Here are the records. Write out exactly the lines between the one holding "column 279, row 530" and the one holding "column 321, row 29", inclusive.
- - - - - - -
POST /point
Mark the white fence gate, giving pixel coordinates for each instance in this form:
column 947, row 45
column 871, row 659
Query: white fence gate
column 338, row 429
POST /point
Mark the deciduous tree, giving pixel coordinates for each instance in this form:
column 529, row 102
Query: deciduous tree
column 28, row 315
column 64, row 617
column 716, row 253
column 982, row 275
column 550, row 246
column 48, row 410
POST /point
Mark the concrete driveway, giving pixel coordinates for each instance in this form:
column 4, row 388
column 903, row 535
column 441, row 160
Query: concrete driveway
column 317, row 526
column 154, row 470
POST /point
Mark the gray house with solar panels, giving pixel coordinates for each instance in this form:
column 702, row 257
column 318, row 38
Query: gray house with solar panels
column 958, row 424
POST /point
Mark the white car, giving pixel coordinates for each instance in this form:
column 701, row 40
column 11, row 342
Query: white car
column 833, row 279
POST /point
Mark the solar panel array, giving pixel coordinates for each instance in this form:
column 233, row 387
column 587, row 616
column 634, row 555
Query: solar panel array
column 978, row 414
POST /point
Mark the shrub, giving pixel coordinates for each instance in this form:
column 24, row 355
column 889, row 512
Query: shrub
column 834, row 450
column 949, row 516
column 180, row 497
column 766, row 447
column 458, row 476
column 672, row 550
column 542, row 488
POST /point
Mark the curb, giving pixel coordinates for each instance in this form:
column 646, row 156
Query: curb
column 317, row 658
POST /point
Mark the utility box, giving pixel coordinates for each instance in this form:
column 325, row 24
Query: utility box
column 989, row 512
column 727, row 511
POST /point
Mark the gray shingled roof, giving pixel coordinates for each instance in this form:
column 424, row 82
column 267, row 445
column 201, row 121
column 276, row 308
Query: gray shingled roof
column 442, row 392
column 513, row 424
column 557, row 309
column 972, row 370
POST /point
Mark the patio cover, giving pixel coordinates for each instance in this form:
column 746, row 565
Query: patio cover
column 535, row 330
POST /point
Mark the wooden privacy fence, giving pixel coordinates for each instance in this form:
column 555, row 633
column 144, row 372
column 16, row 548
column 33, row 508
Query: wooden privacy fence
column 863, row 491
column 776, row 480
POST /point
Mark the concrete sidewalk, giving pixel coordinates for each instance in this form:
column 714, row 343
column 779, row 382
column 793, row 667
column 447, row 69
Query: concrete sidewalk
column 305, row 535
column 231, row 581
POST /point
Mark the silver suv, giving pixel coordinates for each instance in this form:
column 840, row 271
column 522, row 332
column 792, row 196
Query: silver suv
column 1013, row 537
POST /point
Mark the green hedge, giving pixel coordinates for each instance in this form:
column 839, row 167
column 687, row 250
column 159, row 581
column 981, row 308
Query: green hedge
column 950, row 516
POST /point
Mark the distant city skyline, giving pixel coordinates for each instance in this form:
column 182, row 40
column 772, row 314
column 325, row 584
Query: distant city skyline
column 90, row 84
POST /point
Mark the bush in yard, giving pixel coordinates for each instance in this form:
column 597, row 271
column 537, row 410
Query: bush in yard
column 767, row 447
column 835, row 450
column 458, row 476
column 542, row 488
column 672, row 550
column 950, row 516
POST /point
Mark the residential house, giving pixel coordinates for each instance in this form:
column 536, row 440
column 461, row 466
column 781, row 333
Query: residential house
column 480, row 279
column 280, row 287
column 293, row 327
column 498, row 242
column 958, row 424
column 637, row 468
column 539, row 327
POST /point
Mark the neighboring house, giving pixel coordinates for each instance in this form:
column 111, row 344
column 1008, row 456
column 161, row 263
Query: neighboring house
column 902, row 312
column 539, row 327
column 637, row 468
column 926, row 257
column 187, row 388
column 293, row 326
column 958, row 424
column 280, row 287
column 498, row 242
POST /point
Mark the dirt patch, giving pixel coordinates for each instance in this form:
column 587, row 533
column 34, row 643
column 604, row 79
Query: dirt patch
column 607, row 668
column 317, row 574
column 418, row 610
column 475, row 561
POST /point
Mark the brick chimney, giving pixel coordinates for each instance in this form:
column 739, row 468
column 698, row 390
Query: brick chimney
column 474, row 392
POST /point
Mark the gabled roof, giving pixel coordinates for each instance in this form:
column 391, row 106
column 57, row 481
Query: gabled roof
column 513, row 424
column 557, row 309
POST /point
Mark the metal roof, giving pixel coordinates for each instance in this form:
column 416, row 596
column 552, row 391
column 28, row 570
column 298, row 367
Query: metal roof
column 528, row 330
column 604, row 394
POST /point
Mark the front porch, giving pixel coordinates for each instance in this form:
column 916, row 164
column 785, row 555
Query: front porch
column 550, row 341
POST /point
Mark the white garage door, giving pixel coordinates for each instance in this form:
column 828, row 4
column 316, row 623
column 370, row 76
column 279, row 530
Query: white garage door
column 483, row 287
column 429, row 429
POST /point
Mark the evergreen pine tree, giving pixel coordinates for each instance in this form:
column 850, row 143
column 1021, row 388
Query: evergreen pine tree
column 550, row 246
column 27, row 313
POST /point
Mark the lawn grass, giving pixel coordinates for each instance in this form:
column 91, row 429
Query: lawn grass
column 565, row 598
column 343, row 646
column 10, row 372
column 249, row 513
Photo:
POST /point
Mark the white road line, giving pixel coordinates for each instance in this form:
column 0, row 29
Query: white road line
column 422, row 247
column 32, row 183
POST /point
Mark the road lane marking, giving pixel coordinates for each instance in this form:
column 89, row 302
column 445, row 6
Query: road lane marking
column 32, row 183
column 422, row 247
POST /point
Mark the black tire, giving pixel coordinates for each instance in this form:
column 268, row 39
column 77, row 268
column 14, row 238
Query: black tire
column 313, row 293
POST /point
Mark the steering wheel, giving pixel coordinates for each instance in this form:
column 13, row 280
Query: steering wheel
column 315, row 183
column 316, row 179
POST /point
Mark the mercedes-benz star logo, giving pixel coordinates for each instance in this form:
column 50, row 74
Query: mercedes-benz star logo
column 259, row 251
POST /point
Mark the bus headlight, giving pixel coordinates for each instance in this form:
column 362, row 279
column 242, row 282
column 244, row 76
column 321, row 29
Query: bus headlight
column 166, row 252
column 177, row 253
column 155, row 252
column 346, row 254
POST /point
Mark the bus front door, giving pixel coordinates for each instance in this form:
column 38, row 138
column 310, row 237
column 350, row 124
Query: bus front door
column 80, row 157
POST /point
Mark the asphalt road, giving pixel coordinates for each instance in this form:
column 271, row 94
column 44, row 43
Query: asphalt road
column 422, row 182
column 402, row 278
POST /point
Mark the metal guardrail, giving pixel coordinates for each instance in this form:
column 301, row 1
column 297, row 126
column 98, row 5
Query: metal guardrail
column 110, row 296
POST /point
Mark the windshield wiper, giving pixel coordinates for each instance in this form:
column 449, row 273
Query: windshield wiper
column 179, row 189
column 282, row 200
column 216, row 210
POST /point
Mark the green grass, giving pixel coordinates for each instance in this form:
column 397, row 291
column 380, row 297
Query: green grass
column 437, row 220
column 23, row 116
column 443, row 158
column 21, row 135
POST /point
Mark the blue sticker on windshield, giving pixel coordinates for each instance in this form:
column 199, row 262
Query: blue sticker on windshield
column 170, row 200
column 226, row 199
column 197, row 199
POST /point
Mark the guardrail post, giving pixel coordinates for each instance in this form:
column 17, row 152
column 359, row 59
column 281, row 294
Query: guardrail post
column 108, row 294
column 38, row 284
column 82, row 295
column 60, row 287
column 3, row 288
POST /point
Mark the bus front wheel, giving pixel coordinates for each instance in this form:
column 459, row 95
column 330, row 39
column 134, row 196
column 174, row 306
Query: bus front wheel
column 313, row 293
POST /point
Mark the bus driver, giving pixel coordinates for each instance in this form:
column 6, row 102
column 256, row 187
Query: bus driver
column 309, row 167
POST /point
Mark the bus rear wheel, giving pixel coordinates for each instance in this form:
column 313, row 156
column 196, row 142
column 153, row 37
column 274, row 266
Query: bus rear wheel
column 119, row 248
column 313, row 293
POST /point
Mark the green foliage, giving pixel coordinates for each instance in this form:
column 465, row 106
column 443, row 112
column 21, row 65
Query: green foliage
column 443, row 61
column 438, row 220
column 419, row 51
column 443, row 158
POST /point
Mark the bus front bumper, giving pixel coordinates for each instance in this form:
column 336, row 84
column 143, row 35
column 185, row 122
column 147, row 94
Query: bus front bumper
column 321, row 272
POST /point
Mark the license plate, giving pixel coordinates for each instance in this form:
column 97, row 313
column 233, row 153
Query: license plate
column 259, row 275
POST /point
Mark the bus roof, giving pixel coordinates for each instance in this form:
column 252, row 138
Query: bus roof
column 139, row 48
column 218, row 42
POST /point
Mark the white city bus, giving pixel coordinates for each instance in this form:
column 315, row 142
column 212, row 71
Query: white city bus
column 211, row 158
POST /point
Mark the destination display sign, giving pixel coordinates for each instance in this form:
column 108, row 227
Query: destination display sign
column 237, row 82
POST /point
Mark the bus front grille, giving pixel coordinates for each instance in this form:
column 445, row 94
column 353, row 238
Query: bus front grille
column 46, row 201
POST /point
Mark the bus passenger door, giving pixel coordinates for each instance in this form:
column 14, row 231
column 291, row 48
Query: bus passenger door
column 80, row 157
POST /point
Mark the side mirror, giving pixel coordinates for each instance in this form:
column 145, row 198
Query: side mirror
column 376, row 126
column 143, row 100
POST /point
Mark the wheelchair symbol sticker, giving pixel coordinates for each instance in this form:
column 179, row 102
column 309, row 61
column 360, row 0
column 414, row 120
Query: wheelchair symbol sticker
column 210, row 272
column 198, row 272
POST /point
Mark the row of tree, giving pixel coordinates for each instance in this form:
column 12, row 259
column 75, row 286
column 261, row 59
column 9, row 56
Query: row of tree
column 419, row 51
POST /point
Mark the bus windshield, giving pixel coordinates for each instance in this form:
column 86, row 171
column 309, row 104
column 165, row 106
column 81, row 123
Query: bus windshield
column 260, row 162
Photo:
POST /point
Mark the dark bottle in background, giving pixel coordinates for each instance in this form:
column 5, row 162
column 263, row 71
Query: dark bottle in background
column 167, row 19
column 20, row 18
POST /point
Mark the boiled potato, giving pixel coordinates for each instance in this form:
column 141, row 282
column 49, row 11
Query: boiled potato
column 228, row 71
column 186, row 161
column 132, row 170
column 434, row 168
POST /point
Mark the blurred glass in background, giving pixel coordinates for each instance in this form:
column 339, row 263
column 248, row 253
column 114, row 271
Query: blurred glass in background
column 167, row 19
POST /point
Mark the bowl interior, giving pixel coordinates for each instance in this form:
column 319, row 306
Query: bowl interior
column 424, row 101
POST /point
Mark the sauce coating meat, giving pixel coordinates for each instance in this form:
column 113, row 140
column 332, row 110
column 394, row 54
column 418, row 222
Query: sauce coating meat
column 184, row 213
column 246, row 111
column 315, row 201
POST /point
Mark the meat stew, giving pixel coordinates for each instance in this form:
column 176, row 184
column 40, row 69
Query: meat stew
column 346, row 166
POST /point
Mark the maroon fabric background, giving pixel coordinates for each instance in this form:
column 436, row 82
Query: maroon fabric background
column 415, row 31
- - - - - - -
* _Worked solution_:
column 279, row 530
Query: white garage door
column 483, row 287
column 429, row 429
POST /point
Mark the evergreen pine tree, giving pixel coordinates for each instance in this form:
column 850, row 143
column 1021, row 388
Query: evergreen pine tree
column 550, row 246
column 27, row 313
POST /point
Mark the lawn grass, giving pixel coordinates for each instance in this form:
column 91, row 429
Query: lawn grass
column 565, row 598
column 343, row 646
column 10, row 372
column 249, row 513
Photo:
POST /point
Mark the white road line, giving pixel coordinates for each instance in this form:
column 0, row 29
Query: white road line
column 422, row 247
column 32, row 183
POST /point
Mark the road lane marking, giving pixel coordinates for each instance in this form:
column 89, row 302
column 445, row 6
Query: road lane marking
column 32, row 183
column 422, row 247
POST /point
Mark the black tire, giving pixel coordinates for each instance in this form:
column 268, row 39
column 77, row 268
column 14, row 238
Query: black tire
column 313, row 293
POST /point
Mark the steering wheel, giving pixel coordinates for each instance in this form:
column 13, row 280
Query: steering wheel
column 315, row 183
column 316, row 179
POST /point
Mark the mercedes-benz star logo, giving pixel coordinates for each instance in this form:
column 50, row 74
Query: mercedes-benz star logo
column 259, row 251
POST /point
Mark the bus headlight, giving pixel coordinates for each instance in this form:
column 362, row 279
column 242, row 282
column 244, row 76
column 321, row 29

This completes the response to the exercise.